Short problem 1
In the fire account, reproduce the passage from "I was on the" to "couldn't reach her.", changing "couch" to "sofa".
Short problem 2
According to the fire account, which road did the narrator drive to for a view of the fire?
Short problem 3
Condense the fire account's paragraph beginning "I was on the couch watching the news" into a bulleted list that keeps its main facts.

Provided text
----

I was on the couch watching the news when a friend called to say there
was a fire above Montecito. I drove over to Gibralter Rd., where there
was a good view to the east. The fire was burning along a ridge about
a quarter mile above Mountain Drive, 4 miles to our east, and heading
south very rapidly. I could see emergency vehicles winding along the
roads. Within a few minutes, the fire had jumped Mountain Drive. When
a Santa Barbara County Sheriff arrived to close the road, I headed
home, calling my nephew Justin and asking him to drive up to our place
to help Laura, his 89-year-old grandmother, pack up and leave. Her
small house sits on a parcel adjacent to ours, at the bottom of the
hill. My wife, Story, was at a class in town. I couldn't reach her.

6:30 P.M.

When I got home, I stopped at Laura's house. Justin was already there,
stuffing the cat into its travel cage and loading up Laura's Jeep.

----

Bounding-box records

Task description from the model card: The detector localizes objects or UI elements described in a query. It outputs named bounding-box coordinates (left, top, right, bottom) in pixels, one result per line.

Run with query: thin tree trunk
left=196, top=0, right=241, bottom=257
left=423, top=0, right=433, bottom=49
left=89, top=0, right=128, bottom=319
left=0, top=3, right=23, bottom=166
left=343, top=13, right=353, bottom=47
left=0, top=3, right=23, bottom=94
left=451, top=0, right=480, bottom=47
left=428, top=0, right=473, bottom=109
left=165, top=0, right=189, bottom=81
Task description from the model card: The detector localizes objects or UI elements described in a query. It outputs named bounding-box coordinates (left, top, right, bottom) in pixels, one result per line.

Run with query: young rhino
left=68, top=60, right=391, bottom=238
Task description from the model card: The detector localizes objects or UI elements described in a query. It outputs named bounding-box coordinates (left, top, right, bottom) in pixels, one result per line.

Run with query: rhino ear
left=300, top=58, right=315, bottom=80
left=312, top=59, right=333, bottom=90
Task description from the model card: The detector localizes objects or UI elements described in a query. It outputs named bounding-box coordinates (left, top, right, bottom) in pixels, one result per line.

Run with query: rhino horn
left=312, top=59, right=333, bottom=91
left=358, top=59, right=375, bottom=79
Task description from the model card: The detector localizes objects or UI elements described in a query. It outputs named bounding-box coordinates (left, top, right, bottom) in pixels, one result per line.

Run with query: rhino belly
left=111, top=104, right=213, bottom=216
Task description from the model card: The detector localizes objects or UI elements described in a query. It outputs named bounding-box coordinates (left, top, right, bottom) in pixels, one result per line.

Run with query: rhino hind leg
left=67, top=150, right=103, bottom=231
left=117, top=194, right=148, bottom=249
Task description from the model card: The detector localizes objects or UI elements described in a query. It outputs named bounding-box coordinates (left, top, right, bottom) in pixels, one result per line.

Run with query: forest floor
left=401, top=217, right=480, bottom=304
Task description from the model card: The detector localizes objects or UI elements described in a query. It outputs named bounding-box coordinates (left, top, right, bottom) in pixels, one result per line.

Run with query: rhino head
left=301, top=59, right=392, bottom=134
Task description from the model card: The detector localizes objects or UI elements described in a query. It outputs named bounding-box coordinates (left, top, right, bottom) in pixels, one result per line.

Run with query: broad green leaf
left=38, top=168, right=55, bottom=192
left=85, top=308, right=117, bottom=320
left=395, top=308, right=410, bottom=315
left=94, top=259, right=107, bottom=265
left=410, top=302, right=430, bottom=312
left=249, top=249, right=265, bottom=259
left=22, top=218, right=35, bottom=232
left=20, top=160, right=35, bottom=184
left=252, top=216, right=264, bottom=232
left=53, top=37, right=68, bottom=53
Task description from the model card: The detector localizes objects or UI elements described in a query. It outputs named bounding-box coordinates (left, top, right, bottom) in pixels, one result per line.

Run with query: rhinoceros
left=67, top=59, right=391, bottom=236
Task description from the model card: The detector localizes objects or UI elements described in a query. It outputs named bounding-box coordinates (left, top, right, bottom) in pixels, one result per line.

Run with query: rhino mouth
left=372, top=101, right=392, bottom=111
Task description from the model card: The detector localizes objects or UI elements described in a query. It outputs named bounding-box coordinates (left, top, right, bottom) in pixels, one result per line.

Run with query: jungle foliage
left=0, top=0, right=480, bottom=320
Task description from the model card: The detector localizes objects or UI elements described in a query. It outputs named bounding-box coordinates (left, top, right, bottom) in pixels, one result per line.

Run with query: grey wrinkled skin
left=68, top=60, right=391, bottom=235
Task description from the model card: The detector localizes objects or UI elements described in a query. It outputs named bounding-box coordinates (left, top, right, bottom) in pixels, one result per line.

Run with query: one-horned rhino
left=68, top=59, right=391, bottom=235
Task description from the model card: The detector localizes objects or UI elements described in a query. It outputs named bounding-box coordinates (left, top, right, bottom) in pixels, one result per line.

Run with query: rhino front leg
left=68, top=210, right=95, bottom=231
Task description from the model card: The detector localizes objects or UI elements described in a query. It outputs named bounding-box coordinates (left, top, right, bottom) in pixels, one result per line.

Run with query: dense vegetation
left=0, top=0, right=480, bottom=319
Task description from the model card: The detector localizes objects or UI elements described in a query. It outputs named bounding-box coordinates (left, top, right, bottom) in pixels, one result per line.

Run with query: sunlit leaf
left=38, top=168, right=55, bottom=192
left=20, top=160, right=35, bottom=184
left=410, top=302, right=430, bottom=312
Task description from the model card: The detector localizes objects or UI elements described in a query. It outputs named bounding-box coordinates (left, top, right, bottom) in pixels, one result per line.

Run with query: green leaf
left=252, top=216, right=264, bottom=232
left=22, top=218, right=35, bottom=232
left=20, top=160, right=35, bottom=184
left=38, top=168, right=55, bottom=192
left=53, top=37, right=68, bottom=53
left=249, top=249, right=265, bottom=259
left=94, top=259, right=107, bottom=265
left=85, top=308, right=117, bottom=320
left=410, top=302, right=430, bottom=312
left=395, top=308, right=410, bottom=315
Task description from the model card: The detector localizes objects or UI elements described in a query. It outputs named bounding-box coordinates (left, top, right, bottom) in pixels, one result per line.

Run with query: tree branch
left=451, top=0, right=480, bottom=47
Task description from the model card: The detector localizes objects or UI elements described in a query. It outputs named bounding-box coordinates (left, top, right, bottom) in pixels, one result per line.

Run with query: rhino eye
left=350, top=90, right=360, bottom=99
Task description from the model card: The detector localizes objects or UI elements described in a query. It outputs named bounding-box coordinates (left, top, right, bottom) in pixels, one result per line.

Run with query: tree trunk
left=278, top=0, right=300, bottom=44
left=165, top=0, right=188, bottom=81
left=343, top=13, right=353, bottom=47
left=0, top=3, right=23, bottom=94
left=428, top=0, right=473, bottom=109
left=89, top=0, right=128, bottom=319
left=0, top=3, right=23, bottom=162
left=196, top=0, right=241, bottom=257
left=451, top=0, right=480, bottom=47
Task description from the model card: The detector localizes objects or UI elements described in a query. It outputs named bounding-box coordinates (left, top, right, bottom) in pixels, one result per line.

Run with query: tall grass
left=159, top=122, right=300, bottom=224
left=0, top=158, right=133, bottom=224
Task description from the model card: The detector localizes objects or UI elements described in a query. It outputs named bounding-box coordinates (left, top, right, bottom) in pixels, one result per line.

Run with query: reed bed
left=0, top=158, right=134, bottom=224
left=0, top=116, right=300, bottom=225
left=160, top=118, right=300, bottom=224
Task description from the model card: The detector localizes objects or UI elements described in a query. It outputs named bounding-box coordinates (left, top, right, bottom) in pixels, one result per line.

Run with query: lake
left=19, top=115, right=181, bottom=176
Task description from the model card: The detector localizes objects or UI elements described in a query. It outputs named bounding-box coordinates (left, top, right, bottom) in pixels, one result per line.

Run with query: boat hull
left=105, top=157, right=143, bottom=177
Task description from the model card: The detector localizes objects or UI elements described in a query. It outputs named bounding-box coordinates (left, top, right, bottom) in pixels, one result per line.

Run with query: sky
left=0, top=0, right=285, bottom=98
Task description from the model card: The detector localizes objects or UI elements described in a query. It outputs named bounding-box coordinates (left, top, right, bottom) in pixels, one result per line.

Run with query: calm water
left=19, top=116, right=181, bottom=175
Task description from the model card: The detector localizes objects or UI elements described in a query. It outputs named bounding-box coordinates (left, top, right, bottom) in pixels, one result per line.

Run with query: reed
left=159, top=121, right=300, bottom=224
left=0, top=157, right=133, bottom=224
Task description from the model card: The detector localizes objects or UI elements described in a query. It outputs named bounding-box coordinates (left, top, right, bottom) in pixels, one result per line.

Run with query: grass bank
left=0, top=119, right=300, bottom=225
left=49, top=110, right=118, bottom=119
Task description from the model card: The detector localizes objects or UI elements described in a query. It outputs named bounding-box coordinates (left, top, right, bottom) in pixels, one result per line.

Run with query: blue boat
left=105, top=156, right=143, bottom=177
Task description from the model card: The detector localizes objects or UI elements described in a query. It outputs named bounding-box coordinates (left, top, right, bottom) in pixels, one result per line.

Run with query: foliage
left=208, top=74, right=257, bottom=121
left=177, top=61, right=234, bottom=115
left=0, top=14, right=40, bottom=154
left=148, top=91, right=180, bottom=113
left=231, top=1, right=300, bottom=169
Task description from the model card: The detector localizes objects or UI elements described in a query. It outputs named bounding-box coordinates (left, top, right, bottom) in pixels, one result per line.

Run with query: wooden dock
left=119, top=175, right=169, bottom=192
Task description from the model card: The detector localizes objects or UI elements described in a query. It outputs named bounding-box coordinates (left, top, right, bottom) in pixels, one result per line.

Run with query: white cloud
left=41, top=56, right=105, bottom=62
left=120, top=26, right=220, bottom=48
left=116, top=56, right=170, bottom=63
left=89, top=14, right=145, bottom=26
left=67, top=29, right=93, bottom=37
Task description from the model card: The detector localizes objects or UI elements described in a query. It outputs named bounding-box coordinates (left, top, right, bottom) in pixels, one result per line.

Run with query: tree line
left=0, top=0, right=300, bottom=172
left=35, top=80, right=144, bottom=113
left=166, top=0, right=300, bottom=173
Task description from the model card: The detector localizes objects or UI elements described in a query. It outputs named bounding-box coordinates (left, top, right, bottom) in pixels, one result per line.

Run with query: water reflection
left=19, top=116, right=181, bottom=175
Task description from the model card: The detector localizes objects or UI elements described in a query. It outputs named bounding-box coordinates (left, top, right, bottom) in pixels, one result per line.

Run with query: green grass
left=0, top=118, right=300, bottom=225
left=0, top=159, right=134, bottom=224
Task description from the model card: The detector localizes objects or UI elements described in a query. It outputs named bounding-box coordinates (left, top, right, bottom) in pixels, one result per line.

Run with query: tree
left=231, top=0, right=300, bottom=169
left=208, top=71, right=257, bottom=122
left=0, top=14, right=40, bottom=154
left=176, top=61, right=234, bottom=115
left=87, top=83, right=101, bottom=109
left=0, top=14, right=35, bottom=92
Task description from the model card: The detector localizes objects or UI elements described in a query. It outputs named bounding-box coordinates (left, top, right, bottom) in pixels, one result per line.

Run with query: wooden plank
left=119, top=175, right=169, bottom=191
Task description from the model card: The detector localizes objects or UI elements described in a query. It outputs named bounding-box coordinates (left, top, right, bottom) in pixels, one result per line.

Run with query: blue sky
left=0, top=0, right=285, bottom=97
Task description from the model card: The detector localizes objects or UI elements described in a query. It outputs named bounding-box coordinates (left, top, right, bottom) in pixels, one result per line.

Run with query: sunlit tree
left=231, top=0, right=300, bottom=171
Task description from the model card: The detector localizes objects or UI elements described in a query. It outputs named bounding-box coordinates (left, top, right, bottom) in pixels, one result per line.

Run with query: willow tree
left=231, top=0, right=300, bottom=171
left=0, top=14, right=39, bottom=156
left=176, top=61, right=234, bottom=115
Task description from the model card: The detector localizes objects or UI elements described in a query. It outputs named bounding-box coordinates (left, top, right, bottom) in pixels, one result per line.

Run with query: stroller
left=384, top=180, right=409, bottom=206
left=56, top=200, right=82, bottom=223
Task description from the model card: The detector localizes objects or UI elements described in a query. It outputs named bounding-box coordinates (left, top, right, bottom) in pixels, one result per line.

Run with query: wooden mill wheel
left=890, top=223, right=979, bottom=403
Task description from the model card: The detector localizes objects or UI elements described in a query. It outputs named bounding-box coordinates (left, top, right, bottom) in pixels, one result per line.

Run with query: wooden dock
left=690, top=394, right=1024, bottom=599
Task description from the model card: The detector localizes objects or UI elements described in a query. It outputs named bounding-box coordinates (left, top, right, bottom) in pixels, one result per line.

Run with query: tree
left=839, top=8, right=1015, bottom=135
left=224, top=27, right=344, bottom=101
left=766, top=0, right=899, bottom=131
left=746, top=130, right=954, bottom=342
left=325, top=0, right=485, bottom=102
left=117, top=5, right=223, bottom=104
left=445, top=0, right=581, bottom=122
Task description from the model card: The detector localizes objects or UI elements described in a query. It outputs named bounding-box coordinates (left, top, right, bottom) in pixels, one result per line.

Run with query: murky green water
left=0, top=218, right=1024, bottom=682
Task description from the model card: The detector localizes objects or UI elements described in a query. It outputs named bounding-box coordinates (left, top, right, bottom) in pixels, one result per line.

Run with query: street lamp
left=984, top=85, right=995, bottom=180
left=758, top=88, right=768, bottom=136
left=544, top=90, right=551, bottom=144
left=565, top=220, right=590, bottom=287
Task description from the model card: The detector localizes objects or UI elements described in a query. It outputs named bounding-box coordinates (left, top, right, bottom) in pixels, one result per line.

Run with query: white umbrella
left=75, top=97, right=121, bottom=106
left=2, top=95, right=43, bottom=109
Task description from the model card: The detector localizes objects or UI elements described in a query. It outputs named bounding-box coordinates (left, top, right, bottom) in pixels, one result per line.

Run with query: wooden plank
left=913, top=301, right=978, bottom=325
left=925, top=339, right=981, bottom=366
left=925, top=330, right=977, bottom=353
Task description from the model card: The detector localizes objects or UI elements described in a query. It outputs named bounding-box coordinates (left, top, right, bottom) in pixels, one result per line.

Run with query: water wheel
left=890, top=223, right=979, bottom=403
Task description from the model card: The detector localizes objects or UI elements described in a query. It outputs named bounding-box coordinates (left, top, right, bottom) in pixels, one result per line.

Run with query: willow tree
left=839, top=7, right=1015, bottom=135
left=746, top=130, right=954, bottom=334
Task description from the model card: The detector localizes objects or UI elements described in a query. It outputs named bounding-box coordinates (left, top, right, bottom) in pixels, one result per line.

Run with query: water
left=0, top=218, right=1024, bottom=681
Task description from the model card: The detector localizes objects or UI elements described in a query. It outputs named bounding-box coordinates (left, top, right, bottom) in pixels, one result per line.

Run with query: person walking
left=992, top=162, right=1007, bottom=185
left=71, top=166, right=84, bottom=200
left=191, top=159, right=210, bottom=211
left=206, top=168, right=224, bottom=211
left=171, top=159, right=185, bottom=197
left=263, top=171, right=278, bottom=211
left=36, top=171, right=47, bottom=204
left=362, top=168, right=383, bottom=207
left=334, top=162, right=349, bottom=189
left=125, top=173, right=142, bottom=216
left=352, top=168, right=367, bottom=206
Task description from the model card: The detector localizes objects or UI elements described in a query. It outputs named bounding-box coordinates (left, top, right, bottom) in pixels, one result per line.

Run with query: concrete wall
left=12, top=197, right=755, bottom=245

----

Written response 1
I was on the sofa watching the news when a friend called to say there
was a fire above Montecito. I drove over to Gibralter Rd., where there
was a good view to the east. The fire was burning along a ridge about
a quarter mile above Mountain Drive, 4 miles to our east, and heading
south very rapidly. I could see emergency vehicles winding along the
roads. Within a few minutes, the fire had jumped Mountain Drive. When
a Santa Barbara County Sheriff arrived to close the road, I headed
home, calling my nephew Justin and asking him to drive up to our place
to help Laura, his 89-year-old grandmother, pack up and leave. Her
small house sits on a parcel adjacent to ours, at the bottom of the
hill. My wife, Story, was at a class in town. I couldn't reach her.

Written response 2
Gibralter Rd.

Written response 3
- A friend called to report a fire above Montecito.
- I drove to Gibralter Rd. for a view to the east.
- The fire was burning along a ridge about a quarter mile above Mountain Drive, 4 miles east, and moving south fast.
- Within minutes it jumped Mountain Drive.
- When a Santa Barbara County Sheriff closed the road, I headed home.
- I called my nephew Justin to help his 89-year-old grandmother, Laura, pack and leave. Her small house sits on the parcel next to ours, at the bottom of the hill.
- My wife, Story, was at a class in town, and I couldn't reach her.